EXERCISE OBJECTIVE:
Repeat word for word everything from "20 August 2001" down to "in the country." in the article on South Korea's advanced PWR plans.

PASSAGE SHOWN:
Koreans prepare to build the first advanced PWR

20 August 2001



If the Koreans manage to stick to their current schedule of getting the first of their next generation nuclear units in commercial operation by 2010, they can truly claim world leadership in advanced PWR technology.


The nuclear industry has seen a good deal of talk about “advanced PWRs” over the years. But, with the slow down in nuclear construction, very few countries can claim to have concrete plans in place for building such advanced reactors. One notable exception is South Korea, which has pressed on doggedly with an ambitious nuclear power programme (see table, p39) and where nuclear energy currently accounts for about 43 per cent of the total electricity generated in the country.

The Koreans have recently announced plans to build the first of what they now call the APR1400, or Korean Advanced Pressurised Water Reactor. This will mark the culmination of a development programme formerly known as the Korean Next Generation Reactor (KNGR)).

The first two APR1400s will be built at Shin-Kori, becoming units 3 and 4 at that site. Construction is slated to start in 2002, with major component manufacture scheduled for 2003-2006. Commercial operation of Shin-Kori 3 and 4 is expected in 2010 and 2011 respectively, while a further two APR1400 units (sites not yet confirmed) are planned for commercial operation in 2013 and 2014 respectively. These dates reflect a stretching of the original KNGR programme by about three years, an effect of the 1998 economic downturn. But if the schedule is met they will the first operating advanced PWRs in the world, albeit with fewer passive features than originally envisaged.

PROVIDED DATA:

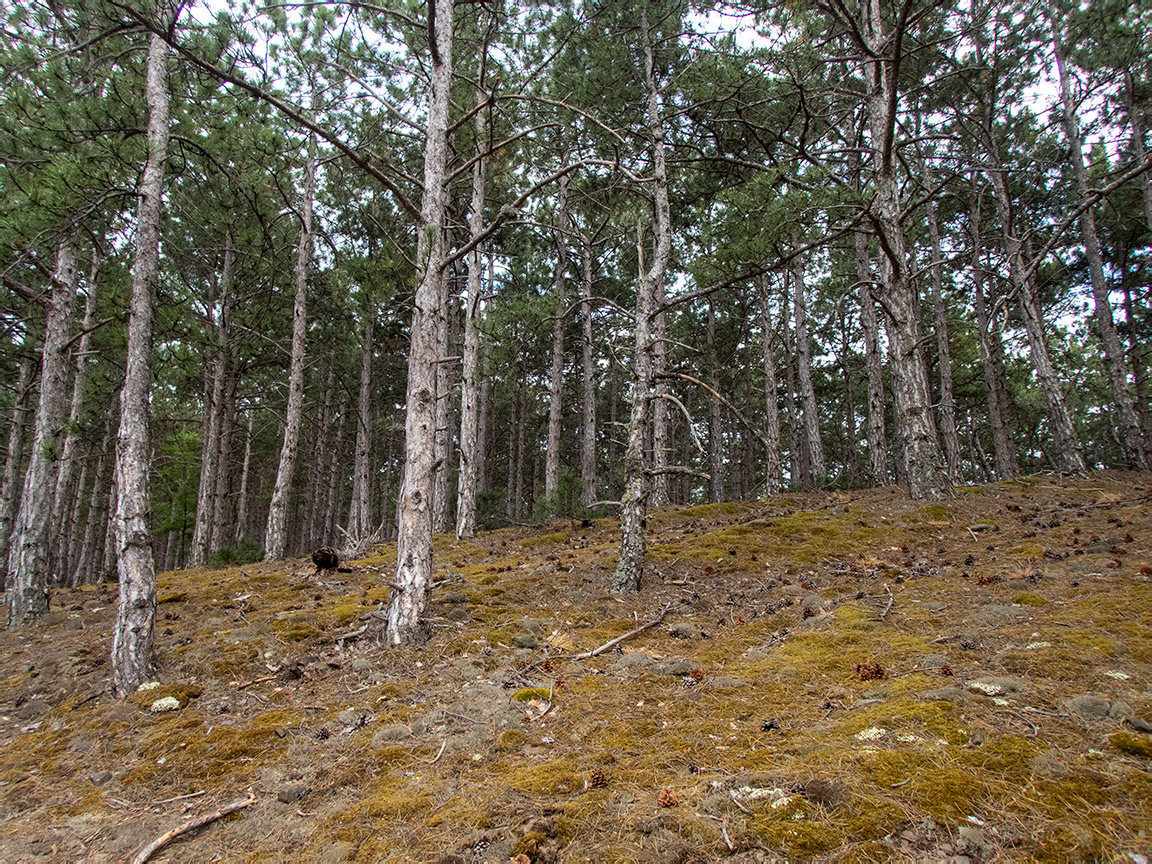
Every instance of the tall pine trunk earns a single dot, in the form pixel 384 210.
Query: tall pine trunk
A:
pixel 275 535
pixel 131 643
pixel 588 378
pixel 213 418
pixel 633 525
pixel 470 454
pixel 360 515
pixel 414 533
pixel 773 469
pixel 556 376
pixel 809 408
pixel 28 558
pixel 15 455
pixel 1127 425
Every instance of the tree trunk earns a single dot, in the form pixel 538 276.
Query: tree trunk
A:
pixel 242 498
pixel 408 598
pixel 633 524
pixel 588 422
pixel 275 535
pixel 873 363
pixel 360 514
pixel 947 408
pixel 1128 429
pixel 926 476
pixel 810 409
pixel 213 417
pixel 97 520
pixel 715 432
pixel 659 493
pixel 773 468
pixel 991 350
pixel 556 377
pixel 333 495
pixel 65 500
pixel 797 448
pixel 28 558
pixel 131 644
pixel 447 334
pixel 15 455
pixel 470 454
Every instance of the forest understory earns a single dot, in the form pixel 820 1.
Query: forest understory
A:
pixel 836 676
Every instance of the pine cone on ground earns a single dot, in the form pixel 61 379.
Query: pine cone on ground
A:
pixel 325 559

FULL RESPONSE:
20 August 2001



If the Koreans manage to stick to their current schedule of getting the first of their next generation nuclear units in commercial operation by 2010, they can truly claim world leadership in advanced PWR technology.


The nuclear industry has seen a good deal of talk about “advanced PWRs” over the years. But, with the slow down in nuclear construction, very few countries can claim to have concrete plans in place for building such advanced reactors. One notable exception is South Korea, which has pressed on doggedly with an ambitious nuclear power programme (see table, p39) and where nuclear energy currently accounts for about 43 per cent of the total electricity generated in the country.